## Challenge:
Pull out every line in the rows below that contains the word "wire", matching upper and lower case exactly.

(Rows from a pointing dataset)
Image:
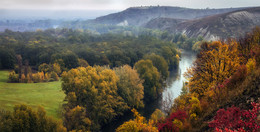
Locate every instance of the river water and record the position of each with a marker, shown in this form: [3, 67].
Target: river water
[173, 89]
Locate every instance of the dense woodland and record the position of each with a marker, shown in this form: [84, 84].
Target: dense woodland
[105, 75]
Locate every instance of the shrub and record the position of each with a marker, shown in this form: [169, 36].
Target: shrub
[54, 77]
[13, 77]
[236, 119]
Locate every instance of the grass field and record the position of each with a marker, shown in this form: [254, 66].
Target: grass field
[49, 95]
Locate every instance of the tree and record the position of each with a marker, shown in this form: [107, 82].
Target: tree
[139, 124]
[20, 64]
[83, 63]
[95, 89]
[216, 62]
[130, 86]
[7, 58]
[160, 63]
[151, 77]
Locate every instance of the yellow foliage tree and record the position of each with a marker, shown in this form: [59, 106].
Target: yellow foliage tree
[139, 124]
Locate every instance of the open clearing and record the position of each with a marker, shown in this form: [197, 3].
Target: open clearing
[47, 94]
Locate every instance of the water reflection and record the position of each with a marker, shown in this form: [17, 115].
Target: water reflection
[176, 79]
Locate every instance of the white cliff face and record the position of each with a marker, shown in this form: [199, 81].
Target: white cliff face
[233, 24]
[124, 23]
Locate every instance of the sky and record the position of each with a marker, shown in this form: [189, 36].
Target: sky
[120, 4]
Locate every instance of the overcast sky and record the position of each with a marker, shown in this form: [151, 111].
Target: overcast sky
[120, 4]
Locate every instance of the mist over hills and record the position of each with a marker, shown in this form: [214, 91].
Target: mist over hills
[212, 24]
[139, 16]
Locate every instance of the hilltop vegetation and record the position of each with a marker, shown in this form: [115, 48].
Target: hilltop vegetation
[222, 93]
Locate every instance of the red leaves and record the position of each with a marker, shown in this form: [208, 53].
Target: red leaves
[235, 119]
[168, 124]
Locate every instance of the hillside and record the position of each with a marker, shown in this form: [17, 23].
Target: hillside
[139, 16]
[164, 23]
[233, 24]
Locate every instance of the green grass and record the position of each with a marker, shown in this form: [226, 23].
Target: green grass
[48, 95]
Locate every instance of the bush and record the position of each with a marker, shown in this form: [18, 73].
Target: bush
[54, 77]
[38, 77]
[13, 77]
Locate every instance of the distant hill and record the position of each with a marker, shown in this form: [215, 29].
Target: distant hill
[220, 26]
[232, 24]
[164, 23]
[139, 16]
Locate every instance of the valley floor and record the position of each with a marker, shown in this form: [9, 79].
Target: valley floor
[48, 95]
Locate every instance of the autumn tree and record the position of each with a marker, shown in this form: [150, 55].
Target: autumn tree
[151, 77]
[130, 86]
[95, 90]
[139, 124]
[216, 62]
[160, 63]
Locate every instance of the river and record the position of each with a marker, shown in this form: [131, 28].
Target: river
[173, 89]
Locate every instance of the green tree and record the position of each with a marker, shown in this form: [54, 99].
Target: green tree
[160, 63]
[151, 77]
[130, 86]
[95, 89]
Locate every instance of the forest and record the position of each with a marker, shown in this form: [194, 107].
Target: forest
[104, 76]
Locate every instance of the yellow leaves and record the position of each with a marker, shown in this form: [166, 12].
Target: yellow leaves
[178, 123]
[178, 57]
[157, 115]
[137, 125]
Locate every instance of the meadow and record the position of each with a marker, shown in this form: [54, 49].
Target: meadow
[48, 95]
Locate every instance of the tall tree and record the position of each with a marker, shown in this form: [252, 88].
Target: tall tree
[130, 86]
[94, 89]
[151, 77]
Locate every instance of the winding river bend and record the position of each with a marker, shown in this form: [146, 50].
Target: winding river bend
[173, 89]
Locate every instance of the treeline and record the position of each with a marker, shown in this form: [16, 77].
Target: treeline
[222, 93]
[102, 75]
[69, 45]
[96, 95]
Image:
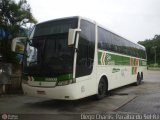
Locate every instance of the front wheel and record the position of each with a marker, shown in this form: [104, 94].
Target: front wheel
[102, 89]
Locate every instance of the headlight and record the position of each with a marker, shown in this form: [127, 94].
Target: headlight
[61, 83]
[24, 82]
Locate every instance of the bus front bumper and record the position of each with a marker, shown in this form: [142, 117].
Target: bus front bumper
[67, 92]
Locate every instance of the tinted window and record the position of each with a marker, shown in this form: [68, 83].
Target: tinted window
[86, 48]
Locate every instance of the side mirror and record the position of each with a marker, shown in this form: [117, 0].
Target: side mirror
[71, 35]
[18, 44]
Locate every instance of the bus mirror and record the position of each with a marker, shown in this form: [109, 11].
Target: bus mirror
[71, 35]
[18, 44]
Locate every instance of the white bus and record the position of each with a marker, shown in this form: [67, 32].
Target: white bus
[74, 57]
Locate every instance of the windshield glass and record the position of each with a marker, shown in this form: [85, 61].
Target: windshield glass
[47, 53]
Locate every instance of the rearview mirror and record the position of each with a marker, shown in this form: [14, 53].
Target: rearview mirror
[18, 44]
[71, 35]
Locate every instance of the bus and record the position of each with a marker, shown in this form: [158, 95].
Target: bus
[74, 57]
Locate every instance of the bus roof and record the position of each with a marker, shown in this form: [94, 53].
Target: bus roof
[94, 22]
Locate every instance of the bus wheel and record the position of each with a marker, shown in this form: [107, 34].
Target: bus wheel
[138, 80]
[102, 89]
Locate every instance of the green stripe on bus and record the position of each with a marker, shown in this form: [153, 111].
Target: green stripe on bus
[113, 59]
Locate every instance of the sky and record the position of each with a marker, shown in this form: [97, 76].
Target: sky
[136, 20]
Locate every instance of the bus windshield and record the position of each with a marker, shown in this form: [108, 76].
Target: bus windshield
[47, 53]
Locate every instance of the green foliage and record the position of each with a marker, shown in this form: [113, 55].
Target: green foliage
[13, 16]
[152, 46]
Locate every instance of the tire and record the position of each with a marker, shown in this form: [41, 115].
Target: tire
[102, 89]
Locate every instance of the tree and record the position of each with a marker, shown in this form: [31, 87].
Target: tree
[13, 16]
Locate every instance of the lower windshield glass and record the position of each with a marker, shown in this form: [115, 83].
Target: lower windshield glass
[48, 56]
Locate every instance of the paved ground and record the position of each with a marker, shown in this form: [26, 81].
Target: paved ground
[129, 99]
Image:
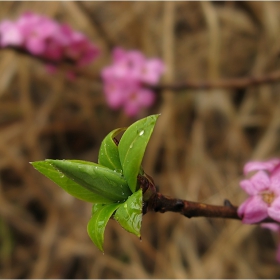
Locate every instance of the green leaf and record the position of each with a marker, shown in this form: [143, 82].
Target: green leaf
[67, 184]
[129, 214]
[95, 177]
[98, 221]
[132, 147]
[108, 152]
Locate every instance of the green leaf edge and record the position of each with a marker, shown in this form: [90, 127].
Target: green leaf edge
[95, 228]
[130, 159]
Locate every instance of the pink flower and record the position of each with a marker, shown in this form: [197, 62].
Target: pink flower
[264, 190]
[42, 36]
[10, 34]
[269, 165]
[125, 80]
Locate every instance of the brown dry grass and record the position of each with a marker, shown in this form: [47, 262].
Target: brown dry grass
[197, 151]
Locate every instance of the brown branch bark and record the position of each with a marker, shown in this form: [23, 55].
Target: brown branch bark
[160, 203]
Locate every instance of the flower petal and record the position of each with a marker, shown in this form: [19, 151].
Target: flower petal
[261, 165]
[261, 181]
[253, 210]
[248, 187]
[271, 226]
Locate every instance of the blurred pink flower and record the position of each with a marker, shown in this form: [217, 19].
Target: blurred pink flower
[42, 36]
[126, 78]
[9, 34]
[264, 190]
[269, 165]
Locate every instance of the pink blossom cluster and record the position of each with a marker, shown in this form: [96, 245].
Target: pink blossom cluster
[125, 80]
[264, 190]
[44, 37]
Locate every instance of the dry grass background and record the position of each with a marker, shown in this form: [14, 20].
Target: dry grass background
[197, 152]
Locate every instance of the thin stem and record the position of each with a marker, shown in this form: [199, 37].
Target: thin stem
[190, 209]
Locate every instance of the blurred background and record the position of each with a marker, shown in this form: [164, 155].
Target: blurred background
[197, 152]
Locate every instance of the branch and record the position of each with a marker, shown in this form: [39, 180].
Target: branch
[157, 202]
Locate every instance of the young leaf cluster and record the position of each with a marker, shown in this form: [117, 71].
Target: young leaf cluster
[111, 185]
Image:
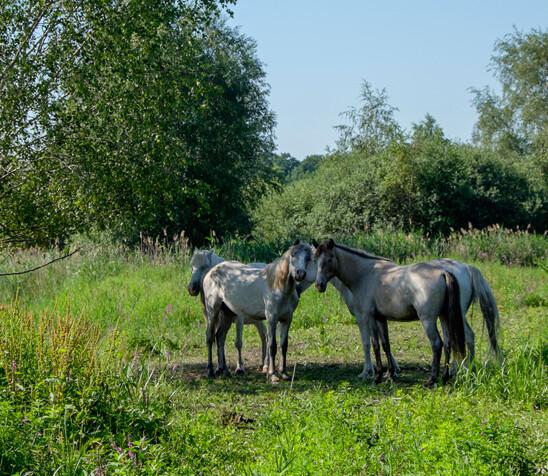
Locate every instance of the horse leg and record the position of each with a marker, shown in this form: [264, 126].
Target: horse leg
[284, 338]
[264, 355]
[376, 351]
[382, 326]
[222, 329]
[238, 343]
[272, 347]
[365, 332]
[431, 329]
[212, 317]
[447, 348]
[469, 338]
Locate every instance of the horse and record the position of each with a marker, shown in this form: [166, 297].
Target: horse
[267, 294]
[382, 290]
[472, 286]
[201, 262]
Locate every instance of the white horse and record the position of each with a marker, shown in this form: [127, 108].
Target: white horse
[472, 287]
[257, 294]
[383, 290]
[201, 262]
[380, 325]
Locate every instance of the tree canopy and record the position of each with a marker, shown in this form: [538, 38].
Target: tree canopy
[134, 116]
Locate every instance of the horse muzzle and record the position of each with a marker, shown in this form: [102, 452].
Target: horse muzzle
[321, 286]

--

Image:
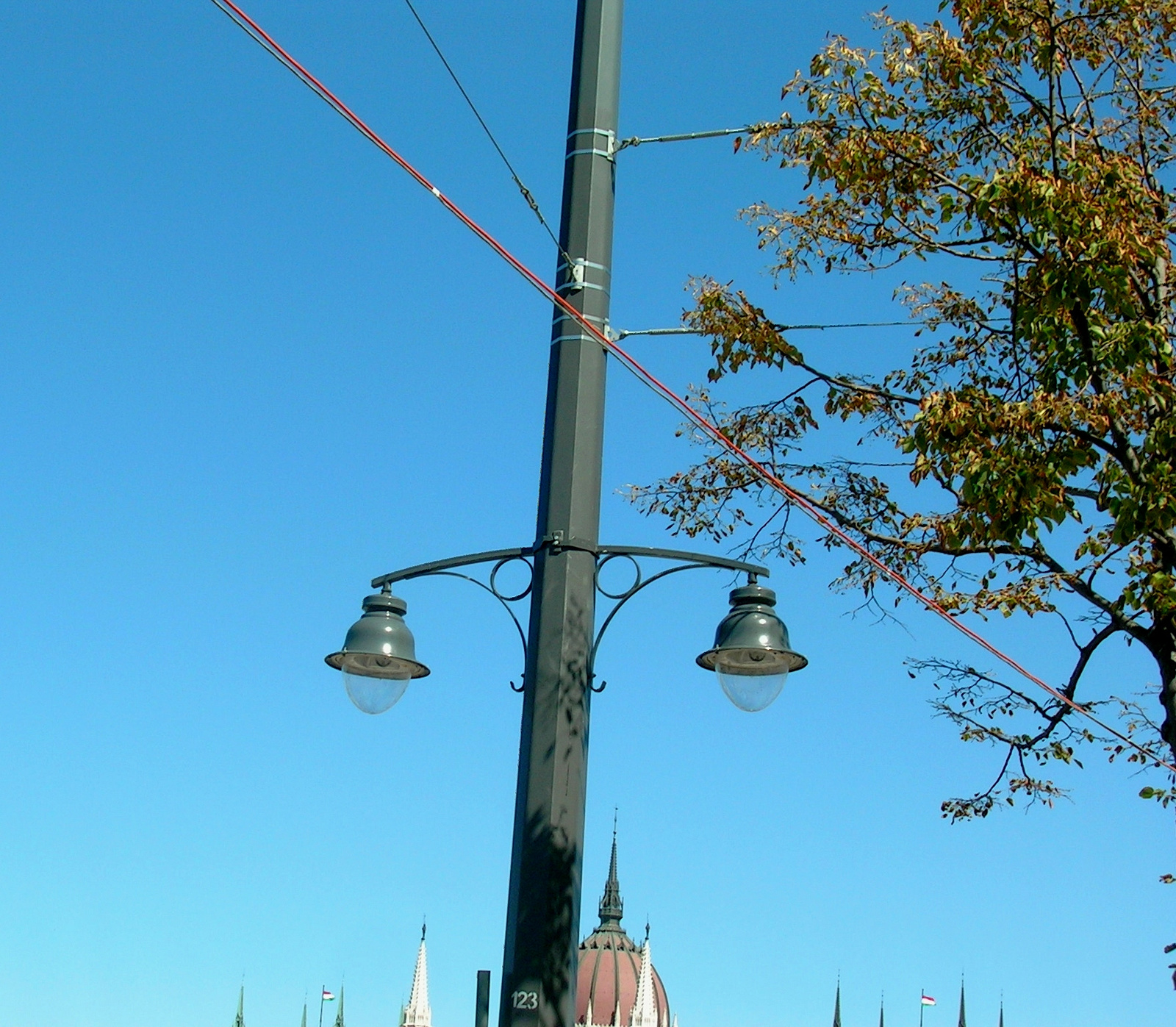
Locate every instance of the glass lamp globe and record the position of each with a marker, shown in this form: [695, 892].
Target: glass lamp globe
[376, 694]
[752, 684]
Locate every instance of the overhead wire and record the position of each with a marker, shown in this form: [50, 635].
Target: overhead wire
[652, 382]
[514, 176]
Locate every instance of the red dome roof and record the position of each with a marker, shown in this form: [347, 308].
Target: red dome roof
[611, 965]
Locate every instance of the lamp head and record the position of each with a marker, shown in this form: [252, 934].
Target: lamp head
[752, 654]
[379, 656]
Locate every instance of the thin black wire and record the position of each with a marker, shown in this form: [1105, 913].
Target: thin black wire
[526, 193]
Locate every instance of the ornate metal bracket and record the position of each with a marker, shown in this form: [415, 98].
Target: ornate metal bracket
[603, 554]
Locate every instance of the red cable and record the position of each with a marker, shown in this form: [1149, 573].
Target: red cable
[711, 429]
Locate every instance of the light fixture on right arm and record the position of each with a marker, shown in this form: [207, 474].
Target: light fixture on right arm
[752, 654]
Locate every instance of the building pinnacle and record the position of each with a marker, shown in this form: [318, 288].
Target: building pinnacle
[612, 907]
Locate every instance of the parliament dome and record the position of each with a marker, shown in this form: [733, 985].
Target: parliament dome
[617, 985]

==

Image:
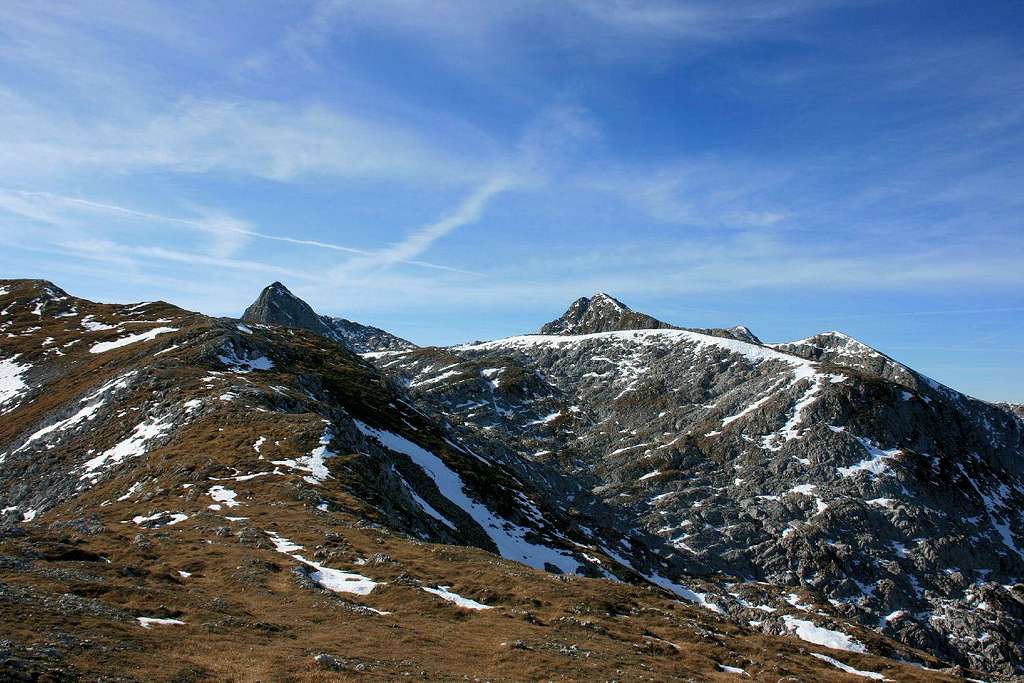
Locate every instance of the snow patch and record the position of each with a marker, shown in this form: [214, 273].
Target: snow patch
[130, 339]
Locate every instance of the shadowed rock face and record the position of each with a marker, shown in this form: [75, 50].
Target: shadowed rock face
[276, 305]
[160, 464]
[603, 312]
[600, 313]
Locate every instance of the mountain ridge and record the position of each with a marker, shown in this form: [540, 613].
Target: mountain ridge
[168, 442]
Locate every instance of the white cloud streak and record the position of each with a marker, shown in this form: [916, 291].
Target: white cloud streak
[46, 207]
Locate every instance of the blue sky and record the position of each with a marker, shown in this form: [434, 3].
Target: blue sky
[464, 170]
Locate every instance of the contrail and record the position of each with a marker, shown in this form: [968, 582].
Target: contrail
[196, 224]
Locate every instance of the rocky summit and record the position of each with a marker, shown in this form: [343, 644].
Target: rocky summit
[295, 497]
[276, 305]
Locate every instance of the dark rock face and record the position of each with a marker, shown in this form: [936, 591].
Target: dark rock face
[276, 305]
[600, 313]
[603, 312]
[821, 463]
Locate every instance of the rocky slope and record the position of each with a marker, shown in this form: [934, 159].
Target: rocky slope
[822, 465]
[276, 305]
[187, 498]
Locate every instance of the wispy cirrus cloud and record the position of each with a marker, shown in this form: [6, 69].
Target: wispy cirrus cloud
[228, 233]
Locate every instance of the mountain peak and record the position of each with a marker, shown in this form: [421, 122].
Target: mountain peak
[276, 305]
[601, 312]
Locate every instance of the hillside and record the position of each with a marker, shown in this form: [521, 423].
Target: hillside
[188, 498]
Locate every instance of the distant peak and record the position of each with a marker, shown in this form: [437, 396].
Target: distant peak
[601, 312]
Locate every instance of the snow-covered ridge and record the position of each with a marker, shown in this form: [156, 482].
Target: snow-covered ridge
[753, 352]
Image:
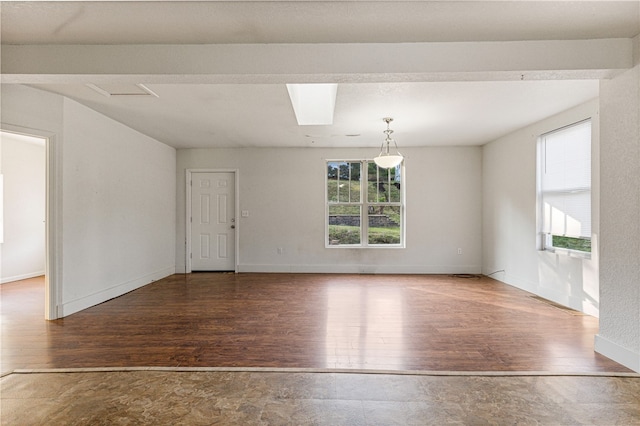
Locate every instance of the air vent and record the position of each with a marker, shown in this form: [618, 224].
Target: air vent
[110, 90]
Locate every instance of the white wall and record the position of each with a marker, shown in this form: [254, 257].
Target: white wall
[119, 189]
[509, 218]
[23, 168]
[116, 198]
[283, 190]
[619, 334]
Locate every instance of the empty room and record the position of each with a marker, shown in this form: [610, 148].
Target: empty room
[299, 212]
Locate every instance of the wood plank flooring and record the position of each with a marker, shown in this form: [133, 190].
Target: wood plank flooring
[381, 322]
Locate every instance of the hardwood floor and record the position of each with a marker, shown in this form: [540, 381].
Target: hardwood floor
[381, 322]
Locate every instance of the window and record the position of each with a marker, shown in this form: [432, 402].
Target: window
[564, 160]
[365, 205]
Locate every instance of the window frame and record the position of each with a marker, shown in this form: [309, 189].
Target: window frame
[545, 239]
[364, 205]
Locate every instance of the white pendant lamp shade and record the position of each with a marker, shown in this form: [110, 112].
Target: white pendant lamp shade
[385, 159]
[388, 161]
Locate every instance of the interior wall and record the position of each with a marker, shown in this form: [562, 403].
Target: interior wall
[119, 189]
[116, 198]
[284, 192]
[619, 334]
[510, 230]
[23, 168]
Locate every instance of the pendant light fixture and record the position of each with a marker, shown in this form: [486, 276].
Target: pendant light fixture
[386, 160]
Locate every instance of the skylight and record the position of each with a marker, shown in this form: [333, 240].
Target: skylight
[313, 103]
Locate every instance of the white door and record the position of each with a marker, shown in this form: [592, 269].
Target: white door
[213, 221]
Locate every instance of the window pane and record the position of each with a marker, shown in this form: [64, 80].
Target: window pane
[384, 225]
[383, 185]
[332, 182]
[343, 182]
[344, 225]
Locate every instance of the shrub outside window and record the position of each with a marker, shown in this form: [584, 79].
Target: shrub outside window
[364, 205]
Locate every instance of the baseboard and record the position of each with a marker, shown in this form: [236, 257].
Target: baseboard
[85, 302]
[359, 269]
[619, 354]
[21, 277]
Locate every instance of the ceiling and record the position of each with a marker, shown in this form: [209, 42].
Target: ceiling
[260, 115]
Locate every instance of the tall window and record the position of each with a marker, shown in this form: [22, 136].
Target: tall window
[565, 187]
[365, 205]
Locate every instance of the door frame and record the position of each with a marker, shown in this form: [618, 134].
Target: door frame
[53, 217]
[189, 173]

## Task answer:
Locate every instance of the overhead wire and record the position of each with a marker, shown in this form: [50, 635].
Target: overhead wire
Locate every instance of the thin black wire and record the position of each with a marker, shown in this form: [1105, 913].
Target: thin black wire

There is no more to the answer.